AIM:
Find every line of the items below that contains the word "straw", and copy each one in full.

EXERCISE MATERIAL:
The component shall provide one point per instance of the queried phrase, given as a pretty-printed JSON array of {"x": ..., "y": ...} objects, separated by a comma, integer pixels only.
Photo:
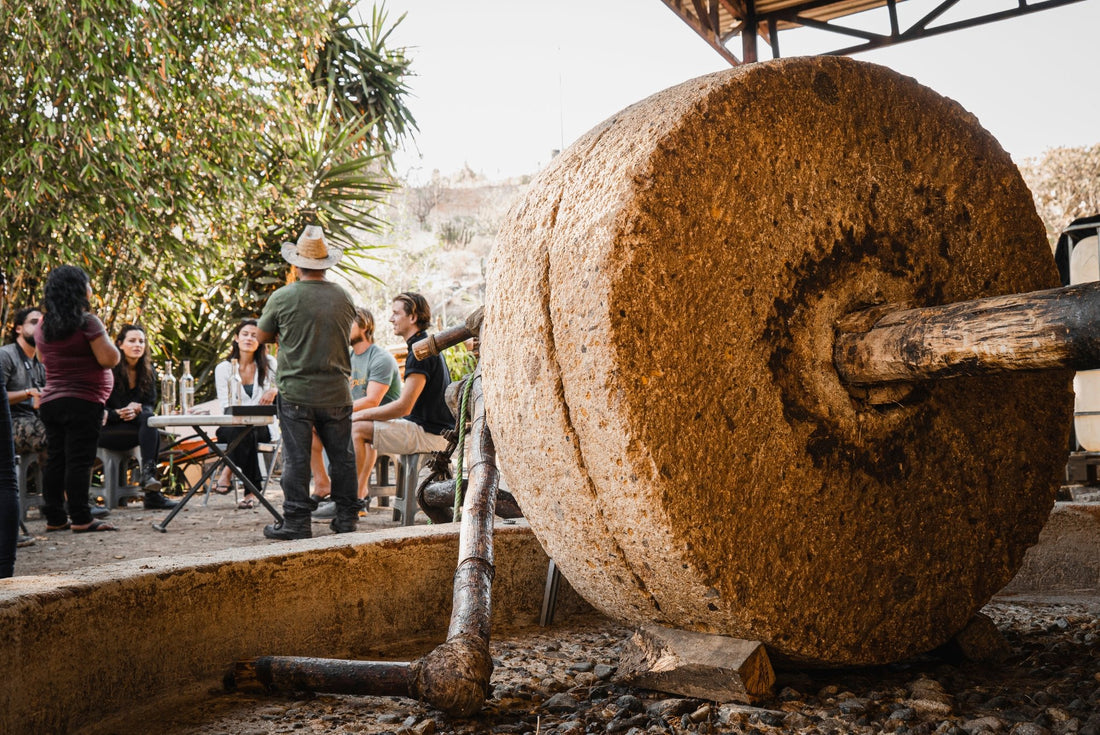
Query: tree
[
  {"x": 160, "y": 145},
  {"x": 1065, "y": 185}
]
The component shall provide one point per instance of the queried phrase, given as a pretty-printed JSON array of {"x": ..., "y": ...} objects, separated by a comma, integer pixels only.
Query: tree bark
[{"x": 1041, "y": 330}]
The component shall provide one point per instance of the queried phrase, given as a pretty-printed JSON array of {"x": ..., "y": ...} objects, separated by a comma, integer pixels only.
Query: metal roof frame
[{"x": 717, "y": 22}]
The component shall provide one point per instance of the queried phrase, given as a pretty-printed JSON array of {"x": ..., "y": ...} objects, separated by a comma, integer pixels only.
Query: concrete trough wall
[
  {"x": 1066, "y": 559},
  {"x": 78, "y": 647}
]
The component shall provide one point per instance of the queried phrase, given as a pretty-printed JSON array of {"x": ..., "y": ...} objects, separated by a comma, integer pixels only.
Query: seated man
[
  {"x": 374, "y": 381},
  {"x": 23, "y": 375},
  {"x": 415, "y": 421}
]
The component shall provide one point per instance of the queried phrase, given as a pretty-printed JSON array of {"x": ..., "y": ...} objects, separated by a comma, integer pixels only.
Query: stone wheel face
[{"x": 659, "y": 379}]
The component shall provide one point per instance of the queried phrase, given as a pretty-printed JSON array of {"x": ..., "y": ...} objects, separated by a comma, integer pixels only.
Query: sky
[{"x": 502, "y": 84}]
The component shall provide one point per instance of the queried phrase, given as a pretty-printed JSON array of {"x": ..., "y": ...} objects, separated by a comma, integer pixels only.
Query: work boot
[
  {"x": 325, "y": 511},
  {"x": 343, "y": 525},
  {"x": 347, "y": 522},
  {"x": 289, "y": 529},
  {"x": 156, "y": 501},
  {"x": 149, "y": 481}
]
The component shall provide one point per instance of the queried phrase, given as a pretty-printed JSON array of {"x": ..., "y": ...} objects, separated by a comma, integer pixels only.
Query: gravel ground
[
  {"x": 562, "y": 680},
  {"x": 217, "y": 525}
]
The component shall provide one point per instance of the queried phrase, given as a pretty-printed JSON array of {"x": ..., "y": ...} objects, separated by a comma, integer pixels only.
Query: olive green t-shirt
[{"x": 312, "y": 321}]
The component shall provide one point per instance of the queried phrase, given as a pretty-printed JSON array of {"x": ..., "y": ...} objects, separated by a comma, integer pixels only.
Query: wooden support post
[{"x": 697, "y": 665}]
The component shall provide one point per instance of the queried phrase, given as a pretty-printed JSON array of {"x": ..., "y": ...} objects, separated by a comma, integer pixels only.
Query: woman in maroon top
[{"x": 77, "y": 355}]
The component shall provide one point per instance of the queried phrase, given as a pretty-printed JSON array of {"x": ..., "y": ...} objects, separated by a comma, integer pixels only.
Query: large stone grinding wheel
[{"x": 659, "y": 377}]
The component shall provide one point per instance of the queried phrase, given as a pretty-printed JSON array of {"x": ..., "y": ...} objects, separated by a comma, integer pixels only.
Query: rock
[
  {"x": 987, "y": 724},
  {"x": 629, "y": 703},
  {"x": 585, "y": 679},
  {"x": 424, "y": 727},
  {"x": 1029, "y": 728},
  {"x": 560, "y": 703},
  {"x": 603, "y": 671},
  {"x": 701, "y": 714},
  {"x": 670, "y": 708}
]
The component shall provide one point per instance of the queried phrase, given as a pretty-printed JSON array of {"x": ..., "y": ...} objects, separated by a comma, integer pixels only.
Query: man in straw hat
[{"x": 311, "y": 319}]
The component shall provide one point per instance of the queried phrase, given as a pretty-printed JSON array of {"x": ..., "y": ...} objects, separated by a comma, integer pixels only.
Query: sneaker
[
  {"x": 156, "y": 501},
  {"x": 325, "y": 511},
  {"x": 282, "y": 531}
]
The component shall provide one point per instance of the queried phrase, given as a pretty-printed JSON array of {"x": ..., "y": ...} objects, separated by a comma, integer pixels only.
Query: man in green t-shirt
[{"x": 311, "y": 319}]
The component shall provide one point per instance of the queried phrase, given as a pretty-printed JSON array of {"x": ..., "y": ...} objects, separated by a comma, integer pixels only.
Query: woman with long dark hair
[
  {"x": 256, "y": 370},
  {"x": 9, "y": 493},
  {"x": 78, "y": 358},
  {"x": 129, "y": 408}
]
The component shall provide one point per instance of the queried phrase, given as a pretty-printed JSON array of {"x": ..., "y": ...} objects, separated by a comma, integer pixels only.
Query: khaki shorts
[{"x": 403, "y": 437}]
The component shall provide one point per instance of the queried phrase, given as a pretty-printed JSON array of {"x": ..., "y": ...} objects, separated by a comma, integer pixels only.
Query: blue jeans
[
  {"x": 333, "y": 426},
  {"x": 9, "y": 493}
]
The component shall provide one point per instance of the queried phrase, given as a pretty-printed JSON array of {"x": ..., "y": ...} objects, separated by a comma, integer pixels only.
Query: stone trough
[
  {"x": 84, "y": 646},
  {"x": 80, "y": 646}
]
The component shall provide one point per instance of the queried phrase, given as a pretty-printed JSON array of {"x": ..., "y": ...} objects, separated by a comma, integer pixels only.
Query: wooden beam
[
  {"x": 695, "y": 24},
  {"x": 708, "y": 667}
]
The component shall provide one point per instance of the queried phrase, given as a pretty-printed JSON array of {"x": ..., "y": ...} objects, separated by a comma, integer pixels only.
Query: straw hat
[{"x": 311, "y": 251}]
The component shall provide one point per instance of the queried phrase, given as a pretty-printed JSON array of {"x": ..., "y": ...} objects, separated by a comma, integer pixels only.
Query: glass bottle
[
  {"x": 186, "y": 388},
  {"x": 234, "y": 384},
  {"x": 167, "y": 391}
]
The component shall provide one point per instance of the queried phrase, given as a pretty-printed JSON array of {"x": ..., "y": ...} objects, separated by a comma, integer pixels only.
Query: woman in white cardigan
[{"x": 257, "y": 387}]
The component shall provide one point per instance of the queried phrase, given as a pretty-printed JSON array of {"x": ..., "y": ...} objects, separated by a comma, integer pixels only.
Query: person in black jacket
[
  {"x": 9, "y": 492},
  {"x": 129, "y": 408}
]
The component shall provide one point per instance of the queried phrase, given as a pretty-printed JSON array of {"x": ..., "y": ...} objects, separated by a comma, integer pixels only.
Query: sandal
[{"x": 94, "y": 526}]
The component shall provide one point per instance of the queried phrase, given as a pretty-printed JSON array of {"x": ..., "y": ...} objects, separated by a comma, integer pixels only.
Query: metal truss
[{"x": 717, "y": 22}]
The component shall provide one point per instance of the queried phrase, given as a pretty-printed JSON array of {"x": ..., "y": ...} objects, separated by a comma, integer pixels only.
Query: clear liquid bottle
[
  {"x": 167, "y": 391},
  {"x": 186, "y": 388},
  {"x": 234, "y": 384}
]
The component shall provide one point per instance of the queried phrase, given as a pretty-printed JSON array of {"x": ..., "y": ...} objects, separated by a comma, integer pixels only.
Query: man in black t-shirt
[
  {"x": 23, "y": 376},
  {"x": 411, "y": 424}
]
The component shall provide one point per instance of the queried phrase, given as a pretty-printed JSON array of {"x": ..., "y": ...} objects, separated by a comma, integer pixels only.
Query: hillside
[{"x": 437, "y": 242}]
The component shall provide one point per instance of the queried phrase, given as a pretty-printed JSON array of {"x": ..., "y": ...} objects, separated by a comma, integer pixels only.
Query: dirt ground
[{"x": 204, "y": 525}]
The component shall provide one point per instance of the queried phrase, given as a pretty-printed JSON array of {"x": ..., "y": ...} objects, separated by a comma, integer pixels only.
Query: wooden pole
[{"x": 1041, "y": 330}]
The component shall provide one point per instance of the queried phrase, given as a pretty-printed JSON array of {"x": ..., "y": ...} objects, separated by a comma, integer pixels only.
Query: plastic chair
[
  {"x": 23, "y": 463},
  {"x": 405, "y": 504},
  {"x": 116, "y": 474}
]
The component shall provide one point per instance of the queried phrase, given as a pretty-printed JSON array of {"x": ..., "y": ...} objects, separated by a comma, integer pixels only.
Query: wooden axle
[{"x": 1040, "y": 330}]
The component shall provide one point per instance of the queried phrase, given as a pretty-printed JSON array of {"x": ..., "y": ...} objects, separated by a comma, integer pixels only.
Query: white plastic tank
[{"x": 1084, "y": 267}]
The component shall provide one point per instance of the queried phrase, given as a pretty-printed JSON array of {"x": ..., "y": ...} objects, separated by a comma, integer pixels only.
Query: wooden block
[{"x": 711, "y": 667}]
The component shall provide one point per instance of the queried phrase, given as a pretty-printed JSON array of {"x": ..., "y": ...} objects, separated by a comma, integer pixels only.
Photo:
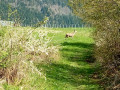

SOLUTION FOR THIS TASK:
Query: man in straw hat
Query: straw hat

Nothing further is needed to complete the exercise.